Records shown: Begin

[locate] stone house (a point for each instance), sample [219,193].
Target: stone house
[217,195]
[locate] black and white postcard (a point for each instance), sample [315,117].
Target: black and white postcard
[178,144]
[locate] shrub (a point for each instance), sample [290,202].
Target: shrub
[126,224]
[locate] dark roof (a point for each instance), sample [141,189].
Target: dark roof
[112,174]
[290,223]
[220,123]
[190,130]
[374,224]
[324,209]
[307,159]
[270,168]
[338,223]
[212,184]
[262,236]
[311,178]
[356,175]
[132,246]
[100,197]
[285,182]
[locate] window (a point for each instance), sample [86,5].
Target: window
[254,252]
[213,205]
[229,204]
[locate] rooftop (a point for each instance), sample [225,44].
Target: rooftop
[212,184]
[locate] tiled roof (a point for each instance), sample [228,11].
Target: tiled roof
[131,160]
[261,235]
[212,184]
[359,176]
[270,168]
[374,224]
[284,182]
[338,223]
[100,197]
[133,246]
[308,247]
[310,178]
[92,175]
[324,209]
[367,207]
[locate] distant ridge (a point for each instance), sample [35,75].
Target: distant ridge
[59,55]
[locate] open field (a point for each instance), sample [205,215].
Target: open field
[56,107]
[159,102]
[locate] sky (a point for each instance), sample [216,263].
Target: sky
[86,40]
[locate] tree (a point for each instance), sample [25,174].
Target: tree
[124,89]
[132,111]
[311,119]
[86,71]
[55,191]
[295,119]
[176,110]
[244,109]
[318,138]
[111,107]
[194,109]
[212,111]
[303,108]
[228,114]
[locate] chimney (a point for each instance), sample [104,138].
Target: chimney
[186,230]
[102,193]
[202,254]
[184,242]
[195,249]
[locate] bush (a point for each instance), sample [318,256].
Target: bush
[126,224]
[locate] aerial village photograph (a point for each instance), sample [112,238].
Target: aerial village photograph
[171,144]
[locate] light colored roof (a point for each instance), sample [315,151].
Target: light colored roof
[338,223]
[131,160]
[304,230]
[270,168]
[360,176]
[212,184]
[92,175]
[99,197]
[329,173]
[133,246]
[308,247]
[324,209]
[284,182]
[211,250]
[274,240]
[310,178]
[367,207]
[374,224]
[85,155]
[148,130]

Records shown: End

_Work instruction:_ Your task is to transcribe the material, which must come out exactly as written.

_Response:_
[locate] stone house (a point for each instance), sample [219,193].
Target: stone house
[217,195]
[locate] black and white postcard (a point for each instance), sample [315,117].
Target: black and white postcard
[178,144]
[locate] shrub (a point for each instance), sample [290,202].
Target: shrub
[126,224]
[locate] dark roof (a point for each instance), sample [141,189].
Target: dark roof
[112,174]
[290,223]
[220,123]
[190,130]
[374,224]
[324,209]
[307,159]
[270,168]
[338,223]
[212,184]
[262,236]
[311,178]
[356,175]
[132,246]
[100,197]
[285,182]
[locate] window (a point for each instance), sample [86,5].
Target: window
[254,252]
[213,205]
[229,204]
[locate] rooftop (a point for each instance), sample [225,44].
Target: rooftop
[212,184]
[locate] tiled roof (a point for each instance), sample [228,11].
Target: tiled roof
[131,160]
[261,235]
[212,184]
[359,176]
[270,168]
[374,224]
[284,182]
[338,223]
[100,197]
[133,246]
[308,247]
[310,178]
[92,175]
[324,209]
[367,207]
[locate] distant ridge (a point for each instance), sample [35,75].
Target: distant ridge
[59,55]
[locate] open field (a point for each instance), sample [205,215].
Target: open field
[56,107]
[159,102]
[locate] sky (a point for each instance), sample [216,263].
Target: sky
[86,40]
[locate] tree (a point for each instance), sample [25,174].
Target: tree
[124,89]
[132,111]
[311,119]
[86,71]
[55,191]
[295,119]
[176,110]
[244,109]
[318,138]
[111,107]
[194,109]
[212,111]
[303,108]
[228,114]
[locate] chimney (a point for each instance), sample [104,138].
Target: chimney
[186,230]
[102,193]
[202,254]
[184,242]
[195,249]
[locate] bush (a point for each instance), sample [318,256].
Target: bush
[126,224]
[locate] aerial village photograph (a point for each instance), sample [112,238].
Target: aerial village photograph
[171,144]
[locate] light colored roof (a point for each instance), sample [315,151].
Target: light colored roof
[338,223]
[131,160]
[304,230]
[270,168]
[360,176]
[212,184]
[92,175]
[99,197]
[329,173]
[133,246]
[308,247]
[324,209]
[284,182]
[211,250]
[274,240]
[310,178]
[367,207]
[374,224]
[85,155]
[148,130]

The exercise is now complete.